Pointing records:

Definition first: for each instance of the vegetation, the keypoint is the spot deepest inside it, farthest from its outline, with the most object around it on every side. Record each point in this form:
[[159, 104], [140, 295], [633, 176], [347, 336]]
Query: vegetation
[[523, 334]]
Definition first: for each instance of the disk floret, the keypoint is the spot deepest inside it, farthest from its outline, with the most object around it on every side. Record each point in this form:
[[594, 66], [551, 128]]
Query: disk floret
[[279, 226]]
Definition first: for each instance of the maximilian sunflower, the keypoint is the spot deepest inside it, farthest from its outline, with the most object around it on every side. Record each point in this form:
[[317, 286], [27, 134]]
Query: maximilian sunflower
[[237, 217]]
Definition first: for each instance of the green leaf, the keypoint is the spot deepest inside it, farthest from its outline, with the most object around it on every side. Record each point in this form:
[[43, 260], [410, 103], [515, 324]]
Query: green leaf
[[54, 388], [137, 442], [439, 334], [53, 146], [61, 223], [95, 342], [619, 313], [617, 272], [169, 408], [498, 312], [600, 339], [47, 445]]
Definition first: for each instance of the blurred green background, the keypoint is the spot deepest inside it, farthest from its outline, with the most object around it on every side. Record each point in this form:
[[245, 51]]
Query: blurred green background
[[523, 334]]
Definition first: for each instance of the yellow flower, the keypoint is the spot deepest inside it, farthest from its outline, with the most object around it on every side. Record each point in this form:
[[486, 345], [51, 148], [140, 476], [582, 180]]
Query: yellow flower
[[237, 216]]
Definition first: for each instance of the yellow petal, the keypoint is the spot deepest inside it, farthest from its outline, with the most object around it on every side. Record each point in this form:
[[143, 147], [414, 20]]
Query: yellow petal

What is asked:
Copy out all of the lines above word for word, changing nothing.

Written solution:
Definition first: for each instance of the vegetation, the keypoint is the spot deepest inside it, farthest from its outline, with the most object around it on every side. Record each point in this form:
[[159, 104], [140, 295], [633, 176], [347, 336]]
Query: vegetation
[[523, 334]]
Definition first: for each instance of the disk floret, the keypoint is the spot deepest inside it, farthest from its outline, with the most object around it on every side. Record each point in this form:
[[594, 66], [551, 128]]
Query: disk floret
[[279, 226]]
Definition first: for each instance of the maximilian sunflower, the keypoint is the spot deepest inside it, farthest from its outline, with the most object around it on every side. Record each point in this form:
[[317, 286], [27, 134]]
Query: maximilian sunflower
[[237, 217]]
Definition first: for each instance of the green leaf, the keypoint is the spot deepest inside it, farthest from its outline, with the most object around it on every side. Record each point in this form:
[[43, 260], [410, 103], [515, 324]]
Query: green leaf
[[54, 388], [137, 442], [439, 334], [53, 146], [61, 223], [95, 342], [619, 313], [617, 272], [169, 408], [498, 312], [600, 339], [47, 445]]
Definition first: for each instance of the blurred green background, the keypoint is the spot deepest inside it, farthest from its outline, with the most object around it on every side. Record each point in this form:
[[245, 51]]
Query: blurred green background
[[523, 334]]
Definition first: for each instance of the yellow flower, the keypoint is the spot deepest inside it, farthest from its outline, with the most object around it on every side. Record each point in this form:
[[486, 345], [51, 148], [140, 476], [582, 180]]
Query: yellow flower
[[237, 216]]
Definition first: for each instance of the yellow petal, the keypoint is the spot deepest inside it, farthest from its outline, with the most object around it on every side. Record each point in this form:
[[143, 147], [414, 20]]
Query: yellow petal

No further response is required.